Brief
Once the line containing "Within each <instance>" is found in the entries below, restate it and each following line word for word, stopping after the line containing "box: [84, 186, 251, 213]".

Given data
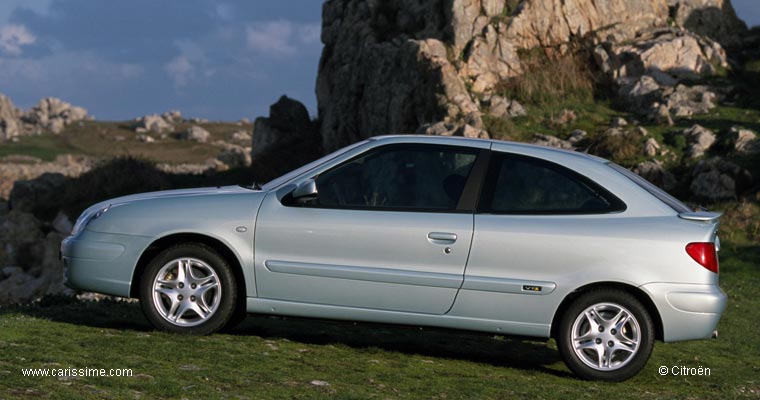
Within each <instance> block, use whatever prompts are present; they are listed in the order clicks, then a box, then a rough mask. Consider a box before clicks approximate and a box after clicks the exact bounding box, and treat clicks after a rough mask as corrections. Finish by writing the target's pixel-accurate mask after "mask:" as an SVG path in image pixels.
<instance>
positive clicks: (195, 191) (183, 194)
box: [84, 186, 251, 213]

...

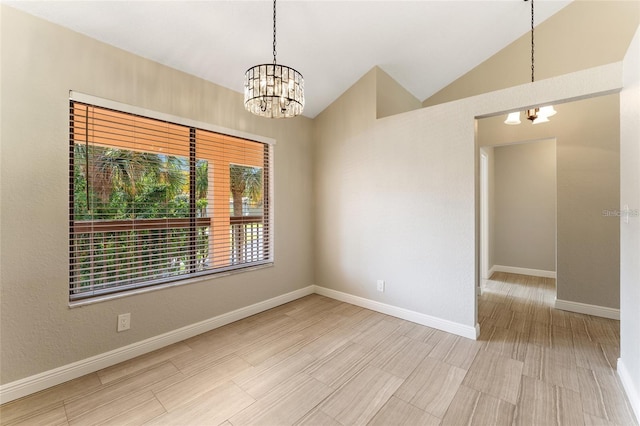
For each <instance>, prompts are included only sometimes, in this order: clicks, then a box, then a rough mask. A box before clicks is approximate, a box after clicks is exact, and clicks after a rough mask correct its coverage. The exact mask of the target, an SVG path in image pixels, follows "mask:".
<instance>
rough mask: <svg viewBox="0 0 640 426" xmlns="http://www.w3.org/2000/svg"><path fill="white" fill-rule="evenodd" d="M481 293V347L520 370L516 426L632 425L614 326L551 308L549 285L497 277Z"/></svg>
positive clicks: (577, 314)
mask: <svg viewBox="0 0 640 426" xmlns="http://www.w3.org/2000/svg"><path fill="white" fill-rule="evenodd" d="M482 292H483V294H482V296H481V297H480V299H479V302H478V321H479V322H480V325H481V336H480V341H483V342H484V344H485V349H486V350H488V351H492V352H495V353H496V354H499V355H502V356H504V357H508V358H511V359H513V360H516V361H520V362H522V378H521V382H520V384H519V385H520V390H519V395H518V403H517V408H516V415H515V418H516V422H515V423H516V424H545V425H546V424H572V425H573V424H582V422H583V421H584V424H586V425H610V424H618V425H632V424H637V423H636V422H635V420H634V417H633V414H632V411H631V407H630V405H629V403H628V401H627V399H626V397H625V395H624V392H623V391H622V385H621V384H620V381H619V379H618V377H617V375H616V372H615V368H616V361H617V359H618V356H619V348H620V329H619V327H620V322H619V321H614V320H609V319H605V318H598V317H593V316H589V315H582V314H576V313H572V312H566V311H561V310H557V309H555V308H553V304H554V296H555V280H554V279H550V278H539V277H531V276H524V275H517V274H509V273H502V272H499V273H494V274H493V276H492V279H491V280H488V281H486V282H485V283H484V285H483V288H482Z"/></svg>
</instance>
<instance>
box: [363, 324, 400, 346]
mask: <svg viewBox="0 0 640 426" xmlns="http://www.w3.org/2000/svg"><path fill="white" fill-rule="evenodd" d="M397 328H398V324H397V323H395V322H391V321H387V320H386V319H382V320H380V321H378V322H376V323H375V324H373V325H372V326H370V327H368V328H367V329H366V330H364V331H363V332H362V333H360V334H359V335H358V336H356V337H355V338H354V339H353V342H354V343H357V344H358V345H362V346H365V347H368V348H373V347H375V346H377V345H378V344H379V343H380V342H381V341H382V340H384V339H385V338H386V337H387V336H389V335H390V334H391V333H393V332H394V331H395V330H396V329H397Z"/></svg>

--

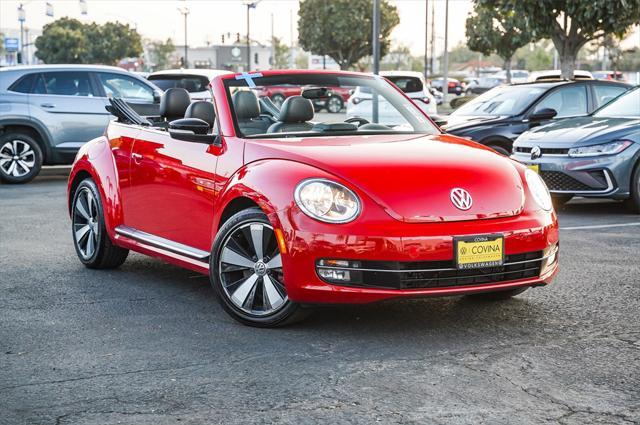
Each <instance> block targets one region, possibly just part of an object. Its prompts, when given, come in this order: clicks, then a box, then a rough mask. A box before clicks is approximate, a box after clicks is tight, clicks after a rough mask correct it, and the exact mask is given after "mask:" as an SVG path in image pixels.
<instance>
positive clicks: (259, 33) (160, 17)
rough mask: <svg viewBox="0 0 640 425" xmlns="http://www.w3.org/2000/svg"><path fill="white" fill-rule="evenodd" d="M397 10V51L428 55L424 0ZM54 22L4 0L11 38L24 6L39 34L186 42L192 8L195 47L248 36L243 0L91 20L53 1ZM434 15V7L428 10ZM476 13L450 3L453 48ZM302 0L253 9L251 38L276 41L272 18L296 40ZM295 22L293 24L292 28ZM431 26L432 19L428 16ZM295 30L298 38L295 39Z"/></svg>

Your response
Within each <instance> block, use whatever prompts are present; they are listed in the order clicks, then a box, then a rough mask. Consider a box before clicks approximate and a box after clicks the exact bounding box, and treat clicks after a rough mask as corrections. Finish by writing the target's pixel-accurate mask after "mask:" as an SVG path in image pixels.
<instance>
positive clicks: (195, 191) (183, 194)
box: [84, 186, 251, 213]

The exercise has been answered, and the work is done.